* What needs to be done:
Transcribe verbatim every line from the line containing "as [383, 415]." to the end of the entries, including both endpoints. Output nothing beyond those lines.

* START Exercise materials *

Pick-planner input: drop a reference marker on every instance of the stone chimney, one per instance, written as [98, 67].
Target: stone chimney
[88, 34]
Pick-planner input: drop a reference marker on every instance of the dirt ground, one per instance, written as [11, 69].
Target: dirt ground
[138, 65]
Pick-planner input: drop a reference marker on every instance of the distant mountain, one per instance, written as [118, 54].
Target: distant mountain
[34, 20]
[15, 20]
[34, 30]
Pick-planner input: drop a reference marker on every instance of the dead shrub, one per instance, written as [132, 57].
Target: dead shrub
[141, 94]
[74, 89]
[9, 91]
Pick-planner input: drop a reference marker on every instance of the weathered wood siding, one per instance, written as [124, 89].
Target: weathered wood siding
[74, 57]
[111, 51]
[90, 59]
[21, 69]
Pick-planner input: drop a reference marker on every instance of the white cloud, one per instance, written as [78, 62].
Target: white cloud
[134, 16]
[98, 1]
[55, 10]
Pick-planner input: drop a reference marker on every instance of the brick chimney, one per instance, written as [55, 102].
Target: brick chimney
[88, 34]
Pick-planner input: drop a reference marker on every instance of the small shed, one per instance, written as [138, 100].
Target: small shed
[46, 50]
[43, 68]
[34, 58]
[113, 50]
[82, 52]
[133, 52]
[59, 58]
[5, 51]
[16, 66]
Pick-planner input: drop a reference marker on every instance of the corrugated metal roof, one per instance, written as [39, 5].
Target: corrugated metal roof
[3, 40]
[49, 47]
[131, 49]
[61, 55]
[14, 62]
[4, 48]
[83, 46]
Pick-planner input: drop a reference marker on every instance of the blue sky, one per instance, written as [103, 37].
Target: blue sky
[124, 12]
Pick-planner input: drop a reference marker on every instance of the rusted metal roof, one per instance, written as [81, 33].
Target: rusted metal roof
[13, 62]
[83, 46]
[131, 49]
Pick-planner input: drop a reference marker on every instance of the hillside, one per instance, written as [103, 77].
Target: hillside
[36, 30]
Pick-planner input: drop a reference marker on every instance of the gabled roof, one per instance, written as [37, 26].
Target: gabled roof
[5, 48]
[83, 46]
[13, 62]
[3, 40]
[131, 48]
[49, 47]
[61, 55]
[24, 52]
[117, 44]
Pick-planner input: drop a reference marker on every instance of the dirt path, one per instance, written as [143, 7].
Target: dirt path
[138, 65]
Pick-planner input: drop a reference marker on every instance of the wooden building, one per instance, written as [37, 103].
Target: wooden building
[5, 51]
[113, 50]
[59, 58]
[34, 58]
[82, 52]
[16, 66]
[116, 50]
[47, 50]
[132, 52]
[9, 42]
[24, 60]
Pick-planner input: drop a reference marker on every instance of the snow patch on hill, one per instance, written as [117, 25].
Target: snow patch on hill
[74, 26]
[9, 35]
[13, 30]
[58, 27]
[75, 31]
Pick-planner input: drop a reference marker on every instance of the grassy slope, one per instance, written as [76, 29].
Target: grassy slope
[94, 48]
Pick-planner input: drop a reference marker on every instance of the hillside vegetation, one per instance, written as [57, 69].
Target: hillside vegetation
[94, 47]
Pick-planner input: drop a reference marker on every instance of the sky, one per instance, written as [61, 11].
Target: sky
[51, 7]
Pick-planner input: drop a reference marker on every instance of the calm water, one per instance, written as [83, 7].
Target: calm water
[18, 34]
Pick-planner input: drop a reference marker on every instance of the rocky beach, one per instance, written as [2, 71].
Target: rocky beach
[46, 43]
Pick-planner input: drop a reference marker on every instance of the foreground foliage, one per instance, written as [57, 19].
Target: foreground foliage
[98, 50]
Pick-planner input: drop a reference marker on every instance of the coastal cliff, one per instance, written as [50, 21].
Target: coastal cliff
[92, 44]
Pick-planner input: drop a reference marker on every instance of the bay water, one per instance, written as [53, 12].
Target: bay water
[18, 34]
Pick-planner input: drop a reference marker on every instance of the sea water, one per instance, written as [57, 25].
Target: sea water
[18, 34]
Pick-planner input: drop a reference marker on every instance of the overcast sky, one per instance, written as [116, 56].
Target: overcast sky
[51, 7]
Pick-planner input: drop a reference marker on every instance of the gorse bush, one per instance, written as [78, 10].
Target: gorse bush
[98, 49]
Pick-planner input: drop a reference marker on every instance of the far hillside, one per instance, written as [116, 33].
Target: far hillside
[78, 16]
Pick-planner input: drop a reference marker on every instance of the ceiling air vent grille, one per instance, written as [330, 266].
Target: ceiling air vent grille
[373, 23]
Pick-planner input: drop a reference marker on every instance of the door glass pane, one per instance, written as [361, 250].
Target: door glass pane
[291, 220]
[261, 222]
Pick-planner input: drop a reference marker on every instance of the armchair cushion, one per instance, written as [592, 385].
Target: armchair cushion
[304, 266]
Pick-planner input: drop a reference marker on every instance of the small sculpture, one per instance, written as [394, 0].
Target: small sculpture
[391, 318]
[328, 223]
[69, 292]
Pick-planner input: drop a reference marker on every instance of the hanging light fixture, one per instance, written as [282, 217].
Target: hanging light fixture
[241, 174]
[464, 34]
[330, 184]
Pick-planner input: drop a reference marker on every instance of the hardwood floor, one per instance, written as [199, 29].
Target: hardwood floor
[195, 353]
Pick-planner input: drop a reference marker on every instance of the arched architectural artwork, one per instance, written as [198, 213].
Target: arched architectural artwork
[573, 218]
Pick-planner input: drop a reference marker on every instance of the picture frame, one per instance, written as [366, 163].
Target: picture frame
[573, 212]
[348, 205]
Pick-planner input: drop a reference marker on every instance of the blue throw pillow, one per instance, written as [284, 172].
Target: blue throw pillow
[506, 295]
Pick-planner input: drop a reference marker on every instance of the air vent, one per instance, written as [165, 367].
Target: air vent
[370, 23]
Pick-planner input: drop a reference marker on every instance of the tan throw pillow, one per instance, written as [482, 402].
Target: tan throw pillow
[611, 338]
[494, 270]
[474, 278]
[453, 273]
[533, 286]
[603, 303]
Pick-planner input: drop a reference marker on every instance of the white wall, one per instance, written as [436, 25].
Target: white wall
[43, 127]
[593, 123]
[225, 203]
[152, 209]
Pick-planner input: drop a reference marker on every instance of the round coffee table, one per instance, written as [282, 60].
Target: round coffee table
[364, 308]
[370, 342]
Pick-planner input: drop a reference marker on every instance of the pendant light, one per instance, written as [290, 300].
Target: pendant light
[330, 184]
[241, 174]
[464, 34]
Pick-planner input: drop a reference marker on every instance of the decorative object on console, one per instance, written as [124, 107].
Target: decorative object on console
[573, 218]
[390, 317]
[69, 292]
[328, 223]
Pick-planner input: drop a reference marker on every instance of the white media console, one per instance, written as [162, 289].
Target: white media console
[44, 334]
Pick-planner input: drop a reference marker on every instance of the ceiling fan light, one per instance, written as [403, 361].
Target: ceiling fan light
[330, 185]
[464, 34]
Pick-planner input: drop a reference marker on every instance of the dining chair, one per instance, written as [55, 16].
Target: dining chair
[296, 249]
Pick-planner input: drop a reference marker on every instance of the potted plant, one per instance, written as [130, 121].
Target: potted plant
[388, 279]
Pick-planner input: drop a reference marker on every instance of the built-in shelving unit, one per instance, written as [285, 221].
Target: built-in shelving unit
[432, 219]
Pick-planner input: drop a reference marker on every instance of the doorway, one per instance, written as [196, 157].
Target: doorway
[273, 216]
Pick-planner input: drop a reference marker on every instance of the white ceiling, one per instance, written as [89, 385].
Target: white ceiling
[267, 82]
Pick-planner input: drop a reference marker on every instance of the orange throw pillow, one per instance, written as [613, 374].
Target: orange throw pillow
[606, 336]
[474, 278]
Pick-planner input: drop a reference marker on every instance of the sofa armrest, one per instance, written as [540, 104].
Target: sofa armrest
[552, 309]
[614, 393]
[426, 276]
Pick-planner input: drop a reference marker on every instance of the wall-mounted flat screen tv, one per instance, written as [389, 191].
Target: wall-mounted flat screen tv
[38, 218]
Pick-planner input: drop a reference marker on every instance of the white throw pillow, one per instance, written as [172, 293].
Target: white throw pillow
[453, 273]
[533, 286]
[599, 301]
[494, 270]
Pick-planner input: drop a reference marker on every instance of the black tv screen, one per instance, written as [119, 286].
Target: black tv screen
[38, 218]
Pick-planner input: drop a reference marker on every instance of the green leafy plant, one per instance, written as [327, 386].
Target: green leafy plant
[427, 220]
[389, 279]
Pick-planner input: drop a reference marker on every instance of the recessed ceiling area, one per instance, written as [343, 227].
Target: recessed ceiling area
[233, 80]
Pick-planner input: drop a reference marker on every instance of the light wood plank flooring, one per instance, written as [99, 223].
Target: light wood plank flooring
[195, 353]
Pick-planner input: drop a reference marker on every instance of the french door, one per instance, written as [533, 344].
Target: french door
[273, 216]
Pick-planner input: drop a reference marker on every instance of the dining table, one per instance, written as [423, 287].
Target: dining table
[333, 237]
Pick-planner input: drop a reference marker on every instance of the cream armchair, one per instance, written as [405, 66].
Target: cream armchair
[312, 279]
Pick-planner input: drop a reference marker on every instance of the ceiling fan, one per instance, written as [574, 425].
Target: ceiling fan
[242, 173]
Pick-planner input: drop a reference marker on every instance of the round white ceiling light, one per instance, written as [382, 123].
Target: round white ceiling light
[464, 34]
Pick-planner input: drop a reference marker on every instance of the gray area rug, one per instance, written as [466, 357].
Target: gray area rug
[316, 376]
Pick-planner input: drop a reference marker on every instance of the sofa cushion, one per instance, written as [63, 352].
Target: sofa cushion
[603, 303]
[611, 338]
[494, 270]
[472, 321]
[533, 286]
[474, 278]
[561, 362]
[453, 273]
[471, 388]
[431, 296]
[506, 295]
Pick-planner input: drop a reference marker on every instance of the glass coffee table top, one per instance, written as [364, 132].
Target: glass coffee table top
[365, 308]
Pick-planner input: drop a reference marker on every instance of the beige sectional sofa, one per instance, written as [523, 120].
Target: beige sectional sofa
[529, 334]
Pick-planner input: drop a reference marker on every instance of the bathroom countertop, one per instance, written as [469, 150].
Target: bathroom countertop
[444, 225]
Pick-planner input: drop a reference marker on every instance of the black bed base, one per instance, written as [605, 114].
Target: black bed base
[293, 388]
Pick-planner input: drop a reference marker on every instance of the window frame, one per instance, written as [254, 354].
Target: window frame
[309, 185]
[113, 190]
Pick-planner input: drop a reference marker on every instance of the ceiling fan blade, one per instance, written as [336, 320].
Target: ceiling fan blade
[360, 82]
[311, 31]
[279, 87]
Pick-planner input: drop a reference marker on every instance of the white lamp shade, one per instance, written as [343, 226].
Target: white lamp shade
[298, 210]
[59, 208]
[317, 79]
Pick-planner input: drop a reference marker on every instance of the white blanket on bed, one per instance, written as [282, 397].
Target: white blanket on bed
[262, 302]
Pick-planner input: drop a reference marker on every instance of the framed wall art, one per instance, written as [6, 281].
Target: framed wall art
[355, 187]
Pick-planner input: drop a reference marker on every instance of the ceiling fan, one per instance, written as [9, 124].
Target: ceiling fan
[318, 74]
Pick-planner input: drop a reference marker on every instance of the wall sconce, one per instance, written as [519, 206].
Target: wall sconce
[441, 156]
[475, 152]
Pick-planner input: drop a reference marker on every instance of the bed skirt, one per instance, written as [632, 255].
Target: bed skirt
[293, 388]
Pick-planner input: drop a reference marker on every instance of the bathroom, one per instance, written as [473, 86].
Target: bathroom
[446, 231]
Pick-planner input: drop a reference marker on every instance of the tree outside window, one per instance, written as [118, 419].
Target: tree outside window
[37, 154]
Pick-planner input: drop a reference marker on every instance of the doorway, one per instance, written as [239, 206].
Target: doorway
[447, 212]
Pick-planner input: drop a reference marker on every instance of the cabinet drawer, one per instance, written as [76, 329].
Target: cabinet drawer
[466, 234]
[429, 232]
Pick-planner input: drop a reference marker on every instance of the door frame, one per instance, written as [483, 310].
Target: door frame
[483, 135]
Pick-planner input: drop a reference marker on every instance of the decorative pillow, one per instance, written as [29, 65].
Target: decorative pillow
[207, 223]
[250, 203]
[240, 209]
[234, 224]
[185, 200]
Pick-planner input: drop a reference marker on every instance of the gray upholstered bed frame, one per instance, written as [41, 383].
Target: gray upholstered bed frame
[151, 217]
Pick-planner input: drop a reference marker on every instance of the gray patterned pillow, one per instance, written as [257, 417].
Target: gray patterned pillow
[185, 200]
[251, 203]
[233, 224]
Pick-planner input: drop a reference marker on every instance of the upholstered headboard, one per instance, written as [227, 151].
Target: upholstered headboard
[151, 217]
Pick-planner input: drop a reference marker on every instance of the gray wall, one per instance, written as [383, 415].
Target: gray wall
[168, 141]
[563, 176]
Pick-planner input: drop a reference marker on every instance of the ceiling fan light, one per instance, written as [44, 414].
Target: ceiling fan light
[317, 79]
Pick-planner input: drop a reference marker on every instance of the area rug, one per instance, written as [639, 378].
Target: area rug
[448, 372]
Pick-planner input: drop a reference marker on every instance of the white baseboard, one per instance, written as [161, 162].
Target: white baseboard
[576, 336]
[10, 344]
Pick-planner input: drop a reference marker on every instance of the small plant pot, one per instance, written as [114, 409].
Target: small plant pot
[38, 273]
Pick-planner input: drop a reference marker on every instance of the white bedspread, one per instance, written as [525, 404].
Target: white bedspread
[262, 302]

* END Exercise materials *

* Complete answer:
Pick-planner input: drop a reference marker on every instance of the gray wall, one per instance, written as [383, 415].
Target: gray wall
[168, 141]
[563, 176]
Pick-planner input: drop a reference marker on every instance of the ceiling fan light, one per instance, written as [44, 414].
Target: ceiling fan light
[317, 79]
Pick-planner input: drop a reference marker on every instance of the area rug, one per instance, written as [639, 378].
Target: area rug
[448, 372]
Pick-planner input: drop a reference marker on every instance of the white baseboard, one per instance, written as [161, 162].
Target: white baseboard
[576, 336]
[10, 344]
Pick-planner input: drop a reference marker on every instance of the small plant pot, one per instance, written as [114, 409].
Target: small plant pot
[38, 273]
Pick-planner input: drop a reference marker on every instance of the white bedspread, one per instance, written as [525, 404].
Target: white bedspread
[262, 302]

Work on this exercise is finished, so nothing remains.